• [Task material]:
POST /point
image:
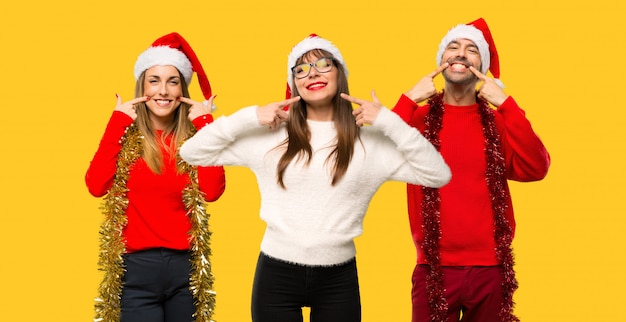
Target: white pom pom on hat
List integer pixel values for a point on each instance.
(309, 43)
(172, 49)
(478, 32)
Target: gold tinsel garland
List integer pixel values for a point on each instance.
(107, 304)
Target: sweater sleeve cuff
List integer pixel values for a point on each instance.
(202, 120)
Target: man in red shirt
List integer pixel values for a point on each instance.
(463, 230)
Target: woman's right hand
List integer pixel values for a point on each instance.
(274, 113)
(128, 108)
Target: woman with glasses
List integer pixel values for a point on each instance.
(317, 170)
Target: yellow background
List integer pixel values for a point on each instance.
(63, 62)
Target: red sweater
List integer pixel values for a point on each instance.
(466, 215)
(156, 212)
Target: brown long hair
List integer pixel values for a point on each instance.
(298, 144)
(180, 129)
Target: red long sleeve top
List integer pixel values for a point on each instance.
(466, 213)
(156, 213)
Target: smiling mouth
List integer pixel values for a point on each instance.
(162, 102)
(315, 86)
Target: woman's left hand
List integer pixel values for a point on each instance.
(198, 109)
(367, 111)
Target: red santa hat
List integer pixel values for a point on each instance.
(309, 43)
(478, 32)
(172, 49)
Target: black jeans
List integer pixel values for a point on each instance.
(281, 289)
(156, 286)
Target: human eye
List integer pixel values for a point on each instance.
(302, 69)
(324, 62)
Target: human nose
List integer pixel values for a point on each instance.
(163, 89)
(313, 71)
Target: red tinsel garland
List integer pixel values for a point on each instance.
(503, 235)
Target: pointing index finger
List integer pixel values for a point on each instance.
(352, 99)
(139, 100)
(478, 74)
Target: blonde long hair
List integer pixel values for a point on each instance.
(180, 129)
(298, 143)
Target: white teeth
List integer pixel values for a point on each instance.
(316, 86)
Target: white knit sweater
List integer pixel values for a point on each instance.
(311, 222)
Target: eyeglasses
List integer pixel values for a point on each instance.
(322, 65)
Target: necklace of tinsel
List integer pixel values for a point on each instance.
(112, 245)
(503, 235)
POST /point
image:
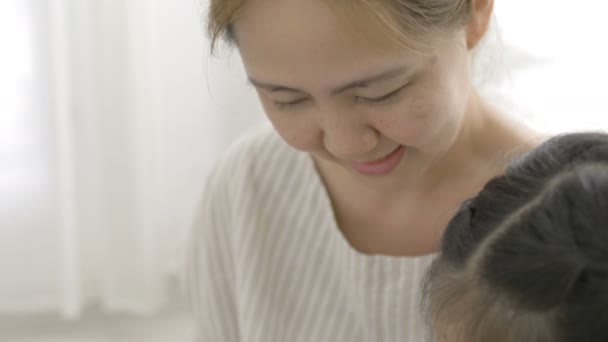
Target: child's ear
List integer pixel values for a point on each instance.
(481, 14)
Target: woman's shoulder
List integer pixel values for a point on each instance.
(256, 162)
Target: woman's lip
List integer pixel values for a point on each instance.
(381, 166)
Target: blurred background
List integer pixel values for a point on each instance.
(112, 112)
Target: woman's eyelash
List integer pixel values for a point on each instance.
(284, 105)
(383, 97)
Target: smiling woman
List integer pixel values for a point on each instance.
(319, 227)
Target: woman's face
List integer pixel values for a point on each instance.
(367, 109)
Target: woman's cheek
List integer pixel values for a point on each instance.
(299, 130)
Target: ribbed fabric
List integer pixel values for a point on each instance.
(268, 263)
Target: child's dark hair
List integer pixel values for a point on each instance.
(527, 258)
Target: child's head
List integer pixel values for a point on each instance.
(527, 258)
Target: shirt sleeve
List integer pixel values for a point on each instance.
(209, 268)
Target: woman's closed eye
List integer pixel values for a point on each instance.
(384, 98)
(287, 104)
(393, 95)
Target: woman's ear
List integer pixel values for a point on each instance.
(479, 21)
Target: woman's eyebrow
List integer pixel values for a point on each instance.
(362, 83)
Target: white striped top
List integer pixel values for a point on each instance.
(268, 263)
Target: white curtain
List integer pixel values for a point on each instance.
(111, 113)
(108, 124)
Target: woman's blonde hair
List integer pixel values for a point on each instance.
(403, 22)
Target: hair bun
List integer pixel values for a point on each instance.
(549, 247)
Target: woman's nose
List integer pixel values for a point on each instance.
(348, 137)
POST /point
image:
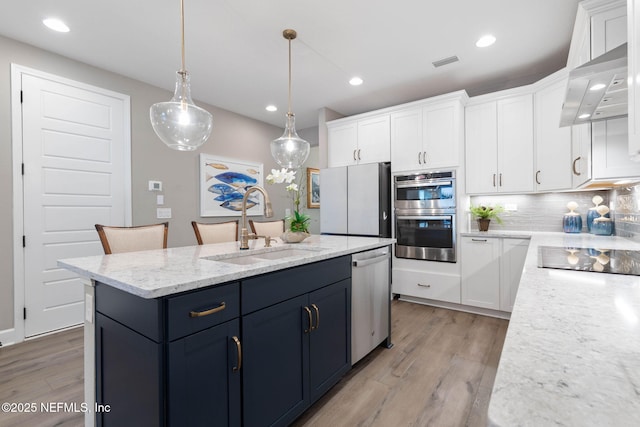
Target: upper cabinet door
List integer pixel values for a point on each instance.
(374, 140)
(342, 144)
(515, 144)
(442, 134)
(406, 140)
(553, 143)
(481, 148)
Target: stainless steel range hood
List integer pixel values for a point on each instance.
(584, 102)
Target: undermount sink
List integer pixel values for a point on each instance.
(254, 258)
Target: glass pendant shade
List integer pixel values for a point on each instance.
(290, 151)
(180, 123)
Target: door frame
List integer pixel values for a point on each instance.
(16, 334)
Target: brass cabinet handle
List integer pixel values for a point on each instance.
(221, 307)
(310, 328)
(575, 171)
(315, 307)
(239, 348)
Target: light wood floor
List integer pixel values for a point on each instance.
(439, 373)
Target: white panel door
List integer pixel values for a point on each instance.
(515, 144)
(364, 199)
(333, 210)
(75, 148)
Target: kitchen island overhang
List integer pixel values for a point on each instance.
(160, 274)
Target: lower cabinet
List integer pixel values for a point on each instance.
(207, 357)
(491, 270)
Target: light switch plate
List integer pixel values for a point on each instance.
(163, 213)
(155, 185)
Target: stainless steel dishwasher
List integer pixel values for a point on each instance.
(370, 301)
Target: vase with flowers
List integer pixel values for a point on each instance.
(484, 215)
(298, 223)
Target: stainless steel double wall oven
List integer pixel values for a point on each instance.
(425, 212)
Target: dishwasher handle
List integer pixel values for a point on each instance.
(368, 261)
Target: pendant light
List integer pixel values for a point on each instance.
(290, 151)
(180, 123)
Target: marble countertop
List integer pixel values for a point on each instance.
(156, 273)
(498, 234)
(571, 356)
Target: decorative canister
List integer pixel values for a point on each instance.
(572, 221)
(602, 226)
(592, 213)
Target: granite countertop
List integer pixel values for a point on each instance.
(156, 273)
(571, 356)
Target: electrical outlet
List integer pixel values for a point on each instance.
(163, 213)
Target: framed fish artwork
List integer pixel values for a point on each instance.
(223, 183)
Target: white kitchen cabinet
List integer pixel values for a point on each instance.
(359, 140)
(514, 253)
(491, 270)
(480, 259)
(633, 72)
(342, 144)
(426, 285)
(428, 136)
(499, 146)
(552, 143)
(610, 150)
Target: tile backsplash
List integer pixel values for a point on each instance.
(540, 212)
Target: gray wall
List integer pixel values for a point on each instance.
(233, 136)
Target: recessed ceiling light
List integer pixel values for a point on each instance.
(485, 41)
(56, 25)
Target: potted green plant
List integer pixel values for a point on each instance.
(298, 228)
(484, 215)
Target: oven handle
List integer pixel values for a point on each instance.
(423, 184)
(427, 217)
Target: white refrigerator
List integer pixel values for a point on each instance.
(356, 200)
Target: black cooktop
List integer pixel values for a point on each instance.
(598, 260)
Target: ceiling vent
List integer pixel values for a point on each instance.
(445, 61)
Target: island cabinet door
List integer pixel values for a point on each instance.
(128, 376)
(204, 377)
(330, 337)
(275, 372)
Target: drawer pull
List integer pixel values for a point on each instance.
(221, 307)
(239, 349)
(315, 307)
(310, 328)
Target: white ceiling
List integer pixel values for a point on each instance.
(237, 56)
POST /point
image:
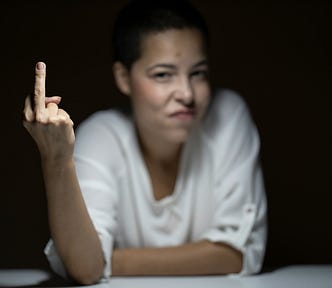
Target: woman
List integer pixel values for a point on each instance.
(173, 187)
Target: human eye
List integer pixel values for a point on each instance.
(199, 74)
(162, 76)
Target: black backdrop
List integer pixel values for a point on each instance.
(277, 54)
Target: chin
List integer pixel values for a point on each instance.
(179, 137)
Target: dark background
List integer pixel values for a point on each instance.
(277, 54)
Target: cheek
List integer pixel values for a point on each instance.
(144, 95)
(203, 92)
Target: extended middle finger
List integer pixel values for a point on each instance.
(39, 88)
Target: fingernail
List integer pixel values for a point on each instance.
(40, 66)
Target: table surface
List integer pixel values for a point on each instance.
(303, 276)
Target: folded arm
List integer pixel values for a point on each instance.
(200, 258)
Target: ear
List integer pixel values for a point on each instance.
(121, 75)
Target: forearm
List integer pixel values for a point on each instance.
(201, 258)
(70, 225)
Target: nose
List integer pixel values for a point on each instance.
(184, 92)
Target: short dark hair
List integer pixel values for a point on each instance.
(141, 17)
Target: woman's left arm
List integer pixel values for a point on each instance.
(200, 258)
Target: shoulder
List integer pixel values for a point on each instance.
(227, 109)
(111, 121)
(103, 137)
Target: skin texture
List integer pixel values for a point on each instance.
(169, 89)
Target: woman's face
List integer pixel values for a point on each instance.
(168, 84)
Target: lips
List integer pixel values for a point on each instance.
(185, 114)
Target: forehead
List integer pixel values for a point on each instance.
(173, 44)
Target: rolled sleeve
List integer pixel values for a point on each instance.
(240, 207)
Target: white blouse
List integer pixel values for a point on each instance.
(219, 193)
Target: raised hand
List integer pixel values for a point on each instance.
(50, 126)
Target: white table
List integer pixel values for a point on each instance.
(305, 276)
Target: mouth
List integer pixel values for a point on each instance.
(185, 114)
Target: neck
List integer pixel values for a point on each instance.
(159, 151)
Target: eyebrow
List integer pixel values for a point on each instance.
(172, 66)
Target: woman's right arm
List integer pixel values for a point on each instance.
(71, 228)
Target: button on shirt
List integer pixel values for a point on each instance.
(219, 193)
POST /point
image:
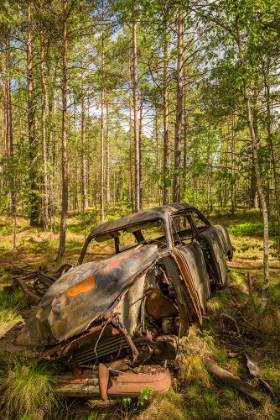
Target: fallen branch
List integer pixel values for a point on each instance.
(254, 395)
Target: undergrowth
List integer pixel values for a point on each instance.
(27, 387)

• [What the exercise asks]:
Write out an exact copy of the lines beginning at the line that contains "Target: white table" and ending at the last line of the listing. Exclude pictures.

• [Solution for this exercise]:
Target: white table
List integer pixel values for a point on each instance.
(305, 276)
Target: mouth
List integer pixel values for a point on each instance.
(185, 114)
Target: neck
List integer pixel values for a point on each instance.
(159, 151)
Target: eyebrow
List integer pixel values for a point on each instance.
(172, 66)
Target: woman's right arm
List integer pixel values for a point on each instance.
(71, 228)
Target: button on shirt
List integer pixel values for a point on each instance.
(219, 193)
POST /point
image:
Target: fallen branch
List integer pixel values for a point on each instance.
(254, 395)
Target: undergrowth
List integer pixel values for a point on each instance.
(27, 387)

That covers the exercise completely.